Stored entries:
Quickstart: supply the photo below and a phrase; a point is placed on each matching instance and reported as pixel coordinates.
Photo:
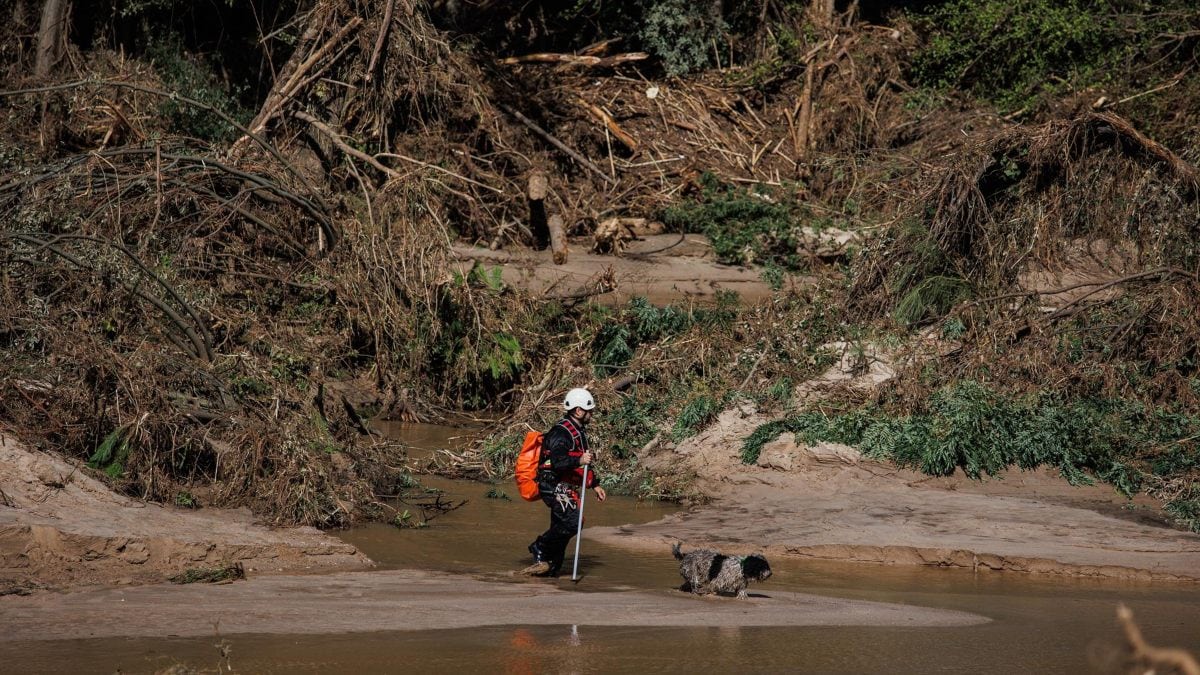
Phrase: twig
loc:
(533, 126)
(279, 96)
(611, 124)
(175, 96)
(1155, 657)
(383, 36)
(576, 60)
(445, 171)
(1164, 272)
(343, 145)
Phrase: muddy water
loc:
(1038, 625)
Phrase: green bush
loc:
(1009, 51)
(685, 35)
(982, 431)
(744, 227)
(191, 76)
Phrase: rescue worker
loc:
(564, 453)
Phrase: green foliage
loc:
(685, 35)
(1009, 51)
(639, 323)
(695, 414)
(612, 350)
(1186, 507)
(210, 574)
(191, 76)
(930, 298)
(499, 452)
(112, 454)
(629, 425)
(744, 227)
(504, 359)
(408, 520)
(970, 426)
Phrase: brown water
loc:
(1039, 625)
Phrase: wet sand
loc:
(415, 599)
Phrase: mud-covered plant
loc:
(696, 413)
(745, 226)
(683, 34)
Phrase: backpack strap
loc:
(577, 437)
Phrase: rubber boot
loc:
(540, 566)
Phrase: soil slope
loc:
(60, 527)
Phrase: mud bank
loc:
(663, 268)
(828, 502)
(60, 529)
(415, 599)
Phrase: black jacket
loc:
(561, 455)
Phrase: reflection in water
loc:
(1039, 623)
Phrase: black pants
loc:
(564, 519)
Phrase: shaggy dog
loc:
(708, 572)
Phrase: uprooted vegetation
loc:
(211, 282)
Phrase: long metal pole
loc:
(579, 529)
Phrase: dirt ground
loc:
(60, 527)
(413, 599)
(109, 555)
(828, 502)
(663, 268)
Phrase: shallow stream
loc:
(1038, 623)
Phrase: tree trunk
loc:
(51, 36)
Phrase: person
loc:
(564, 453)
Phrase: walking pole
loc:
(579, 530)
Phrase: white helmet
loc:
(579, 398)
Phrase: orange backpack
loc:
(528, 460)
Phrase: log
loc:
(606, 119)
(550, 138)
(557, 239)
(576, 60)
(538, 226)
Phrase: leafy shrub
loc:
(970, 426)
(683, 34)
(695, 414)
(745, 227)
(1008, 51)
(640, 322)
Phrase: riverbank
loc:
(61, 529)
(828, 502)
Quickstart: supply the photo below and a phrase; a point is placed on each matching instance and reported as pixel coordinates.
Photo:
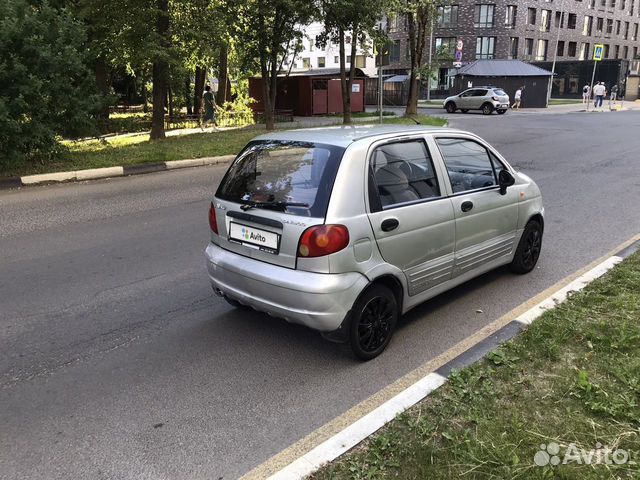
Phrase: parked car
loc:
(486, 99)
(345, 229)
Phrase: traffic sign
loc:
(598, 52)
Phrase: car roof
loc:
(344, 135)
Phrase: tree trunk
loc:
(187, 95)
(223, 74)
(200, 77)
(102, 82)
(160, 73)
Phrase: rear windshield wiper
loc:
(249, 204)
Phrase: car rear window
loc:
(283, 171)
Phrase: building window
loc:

What is needed: Reproduce all of the material above verbatim, omitting the pictures from the output.

Result:
Quickstart: supply the photo below and a phrase; a point is placed on each matching instance and reported as pixel coordinates.
Photo:
Phrase: twig
loc:
(533, 126)
(279, 96)
(611, 124)
(175, 96)
(1155, 657)
(383, 36)
(576, 60)
(445, 171)
(1164, 272)
(343, 145)
Phrase: muddy water
loc:
(1038, 625)
Phrase: green bush
loc:
(1009, 51)
(685, 35)
(982, 431)
(744, 227)
(191, 76)
Phrase: rescue worker
loc:
(564, 453)
Phrase: green foliage
loc:
(685, 35)
(1009, 51)
(639, 323)
(695, 414)
(612, 350)
(1186, 507)
(210, 574)
(191, 76)
(930, 298)
(499, 452)
(112, 454)
(629, 425)
(744, 227)
(504, 359)
(408, 520)
(970, 426)
Phrase: brown water
loc:
(1039, 625)
Phrase: wet sand
loc:
(415, 599)
Phrase: mud-covered plant
loc:
(696, 413)
(745, 226)
(683, 34)
Phrase: backpack strap
loc:
(577, 437)
Phrase: rubber boot
loc:
(540, 566)
Phrase: soil slope
loc:
(60, 527)
Phrase: mud bank
loc:
(663, 268)
(828, 502)
(60, 529)
(415, 599)
Phrase: black jacket
loc:
(561, 455)
Phrase: reflection in water
loc:
(1039, 623)
Phrase: black pants
loc:
(564, 519)
Phrase: shaggy dog
loc:
(708, 572)
Phrase: uprooted vegetation
loc:
(211, 282)
Phrase: long metal pole
loc:
(579, 529)
Phrase: dirt ground
loc:
(60, 527)
(413, 599)
(109, 555)
(828, 502)
(663, 268)
Phrase: shallow stream
loc:
(1038, 623)
Phrase: tree trunk
loc:
(51, 36)
Phrase: person
loc:
(564, 453)
Phrase: walking pole
loc:
(579, 530)
Phrase: white helmet
loc:
(579, 398)
Phrase: orange backpack
loc:
(528, 460)
Phrase: log
loc:
(606, 119)
(550, 138)
(557, 239)
(576, 60)
(538, 226)
Phrase: leafy shrub
loc:
(970, 426)
(683, 34)
(695, 414)
(745, 227)
(1008, 51)
(640, 322)
Phrase: riverbank
loc:
(61, 529)
(828, 502)
Quickstart: supply the photo below and a phrase; a point is placed on each matching instance and reported as pixel coordinates.
Photo:
Phrase: parked car
loc:
(486, 99)
(345, 229)
Phrase: traffic sign
loc:
(598, 52)
Phrase: car roof
loc:
(344, 135)
Phrase: tree trunk
loc:
(187, 95)
(223, 74)
(200, 77)
(102, 82)
(160, 73)
Phrase: rear windshield wiper
loc:
(249, 204)
Phrase: car rear window
loc:
(283, 171)
Phrase: building window
loc:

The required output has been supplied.